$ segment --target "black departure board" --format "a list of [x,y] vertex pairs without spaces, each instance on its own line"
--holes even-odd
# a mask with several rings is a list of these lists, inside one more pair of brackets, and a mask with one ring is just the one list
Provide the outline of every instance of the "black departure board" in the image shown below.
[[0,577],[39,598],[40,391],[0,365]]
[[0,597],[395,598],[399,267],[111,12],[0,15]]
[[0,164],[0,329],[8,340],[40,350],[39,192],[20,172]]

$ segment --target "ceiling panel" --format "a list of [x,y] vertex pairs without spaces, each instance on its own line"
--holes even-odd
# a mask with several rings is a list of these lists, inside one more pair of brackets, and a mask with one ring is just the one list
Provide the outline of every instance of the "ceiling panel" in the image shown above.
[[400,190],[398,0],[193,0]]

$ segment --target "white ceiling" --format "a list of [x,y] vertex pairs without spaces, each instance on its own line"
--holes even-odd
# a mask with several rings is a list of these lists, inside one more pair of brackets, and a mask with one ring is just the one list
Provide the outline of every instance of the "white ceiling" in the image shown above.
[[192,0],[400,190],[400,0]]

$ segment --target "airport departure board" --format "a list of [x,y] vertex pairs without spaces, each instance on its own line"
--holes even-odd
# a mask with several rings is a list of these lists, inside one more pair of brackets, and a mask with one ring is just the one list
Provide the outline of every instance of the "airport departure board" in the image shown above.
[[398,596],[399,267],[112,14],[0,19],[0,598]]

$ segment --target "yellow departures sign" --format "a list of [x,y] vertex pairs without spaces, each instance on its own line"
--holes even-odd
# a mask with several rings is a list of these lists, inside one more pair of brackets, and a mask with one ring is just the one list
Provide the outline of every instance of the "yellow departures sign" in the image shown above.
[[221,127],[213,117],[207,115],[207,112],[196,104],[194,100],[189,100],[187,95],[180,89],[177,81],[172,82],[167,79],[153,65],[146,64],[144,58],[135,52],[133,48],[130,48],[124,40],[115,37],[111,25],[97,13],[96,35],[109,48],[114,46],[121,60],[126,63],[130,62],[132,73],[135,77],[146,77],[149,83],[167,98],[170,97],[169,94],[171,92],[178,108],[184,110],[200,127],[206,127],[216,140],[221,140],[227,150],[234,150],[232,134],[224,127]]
● ● ● ●
§ **Required task**
Put all five records above into a CSV with two columns, input_text and answer. Give each record one row, with its text and its answer each in a single quoted field and line breaks replaced by spaces.

§ **The answer**
input_text,answer
"$ segment --target ""black departure board"" --format ""a list of [x,y] vertex pairs without spaces, each instance on its own line"" --holes even-odd # a mask with several rings is a list of these lists, inside one more pair of brackets, and a mask with one ring is just the one list Provide the outline of every instance of the ""black departure board"" in the image shown below.","[[0,577],[39,598],[40,391],[0,365]] [[0,597],[395,598],[399,267],[111,12],[0,15]] [[0,164],[0,329],[8,340],[40,350],[39,192],[20,172]]"
"$ segment --target ""ceiling panel"" --format ""a list of [x,y] vertex pairs without spaces, each instance on its own line"" --holes even-odd # a mask with several rings is a list of these lists, inside one more pair of brackets, and a mask with one ring is just the one list Provide the outline of every instance of the ""ceiling panel"" in the image shown above.","[[400,190],[398,0],[193,0]]"
"$ segment --target ""white ceiling"" --format ""a list of [x,y] vertex pairs without spaces, each instance on its own line"" --holes even-odd # a mask with several rings is a list of these lists, inside one more pair of brackets, and a mask with one ring is just the one list Provide the outline of every instance of the ""white ceiling"" in the image shown above.","[[192,0],[400,190],[400,0]]"
"$ segment --target ""airport departure board"" --format ""a list of [x,y] vertex pairs without spaces, each instance on its own line"" --holes even-odd # a mask with several rings is a list of these lists, inside one more pair of brackets, and a mask with one ring is just the one list Provide the outline of every instance of the ""airport departure board"" in the image shown above.","[[398,596],[399,267],[112,14],[0,19],[0,598]]"
"$ segment --target ""yellow departures sign"" --format ""a list of [x,y] vertex pairs without spaces, each instance on its own line"" --holes even-odd # a mask with several rings is a list of these lists, inside one more pair of brackets, and a mask with one ring is just the one list Provide the outline of every instance of the ""yellow departures sign"" in the image shown above.","[[221,127],[213,117],[207,115],[207,112],[196,104],[194,100],[189,100],[187,95],[180,89],[177,81],[172,82],[167,79],[153,65],[146,64],[144,58],[135,52],[133,48],[130,48],[124,40],[115,37],[111,25],[97,13],[96,35],[109,48],[114,46],[121,60],[126,63],[130,62],[132,73],[135,77],[146,77],[149,83],[167,98],[170,97],[169,94],[171,92],[178,108],[184,110],[200,127],[206,127],[216,140],[221,140],[227,150],[234,150],[232,134],[224,127]]"